Führe das Schreiben zu den bestrittenen 0190-Verbindungsentgelten nach seinem letzten Satz weiter.

▶ **Seitenauszug**:
★ ★ ★

Fax 06151 / 81 - 6105 
E-Mail [email][email protected][/email] 

Zuhause, den 19. Juli 2003

Ihr Zeichen xxx
Kunden Nr. xxx

Ihr Schreiben vom 14. Juli 2003

Sehr geehrte Damen und Herren, 

ich gehe einmal davon aus, dass Sie von Talkline den kompletten Schriftverkehr erhalten haben. 
In meinem ersten Schreiben vom 02.03.03 an die Fa. Talkline wurde bereits die Rechtmäßigkeit der Verbindung bestritten.
Somit gab es für Fa. Talkline keine Veranlassung, die bestrittenen Verbindungsentgelte an die Fa. Knoedel Holding ApS, Noras Sidevej 2B,1,DK-2920 Charlottenlund (im weiteren Verlauf als Fa. Knoedel bezeichnet) weiter zu leiten.

Somit dürfte Ihnen auch die E-Mail der Fa. Knoedel vom 14.05.03 und meine Mail an ebendiese vom 23.05.03, sowie das parallel versandte Schreiben an Fa. Talkline v. 23.05.03 vorliegen. 

Aus diesen Anlagen werden Sie entnommen haben, dass insbesondere der Vertragsschluss strittig ist. Sie gestatten mir den Hinweis auf die Entscheidung des 
Landgerichts Nürnberg – Fürth, Urteil vom 27.03.2003, Az: 11 S 8162/02 
Dort heißt es: 
"1. Der Anbieter einer über eine "0190-Nummer" abgerechneten Dienstleistung trägt die Beweislast dafür, dass mit dem Nutzer ein Vertrag über eine entgeltliche Dienstleistung geschlossen, zuvor das geforderte Entgelt genannt und die Dienstleistung auch erbracht worden ist. 
2. Dem Anbieter ist es zumutbar, hierfür eine Datensicherung über Einzelverbindungen vorzunehmen und diese aufzubewahren.“ 

Fundstelle: http://www.justiz.bayern.de/olgn/rspr/ls/l_11s8162_02.htm 

Ich bitte, die dort gemachten Anforderungen an den Nachweis in meinen Fall ebenfalls zu berücksichtigen. Außerdem verweise ich in diesem Zusammenhang auf das Ihnen hinlänglich bekannte Urteil vom Amtsgericht Hildesheim verkündet am 09.07.2003 Geschäfts- Nr.: 21 C 170/03.

★ ★ ★

▶ **Rohdaten**:

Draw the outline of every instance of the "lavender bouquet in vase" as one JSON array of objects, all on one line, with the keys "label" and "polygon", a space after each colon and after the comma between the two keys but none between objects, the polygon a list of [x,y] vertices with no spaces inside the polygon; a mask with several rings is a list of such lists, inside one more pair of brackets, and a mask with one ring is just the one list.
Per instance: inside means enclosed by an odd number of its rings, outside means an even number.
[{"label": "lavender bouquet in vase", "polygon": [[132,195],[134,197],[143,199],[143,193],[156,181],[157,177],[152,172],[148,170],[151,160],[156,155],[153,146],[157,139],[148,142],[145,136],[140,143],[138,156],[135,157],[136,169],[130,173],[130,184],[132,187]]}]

★ ★ ★

▶ **Ergebnis der Übung**:
Zitat:
“für Recht erkannt:
1.) Die Klage wird abgewiesen.
2.) Die Kosten des Rechtsstreits werden der Klägerin auferlegt.
3.) Das Urteil ist vorläufig vollstreckbar.
Die Berufung wird nicht zugelassen. ...“

Weiter muss ich Sie bitten, bei Geltendmachung von abgetretenen Forderungen folgendes auch zu beachten: 

Der Nachweis über eine wirksame Abtretung ist nur dann geführt, wenn die Originalabtretungsurkunde übersendet wird und damit den Anforderungen des § 410 BGB genügt – vgl. insoweit OLG Köln, Urt. v. 20.9.1999 , Az: 16 U 25/99. Die Vorschrift des § 410 BGB verlangt die Aushändigung einer Urkunde, d. h. einer verkörperten Gedankenerklärung, die geeignet und bestimmt ist, im Rechtsverkehr Beweis zu erbringen und den Aussteller (§ 126 BGB) erkennen lässt. Das ist bei einer Fotokopie nicht der Fall, auch wenn das Original vorgelegen hat. Außerdem hat § 410 BGB den Zweck, dem Schuldner ein Beweismittel an die Hand zu geben, um die Rechtsposition, die er nach § 409 BGB erlangt hat, auch leicht beweisen zu können. Diesem Zweck genügt aber ebenfalls nur die Aushändigung des Originals (vgl. § 420 ZPO; Staudinger/Kaduk, 12. Aufl. 1994, § 410 Rn. 8 f)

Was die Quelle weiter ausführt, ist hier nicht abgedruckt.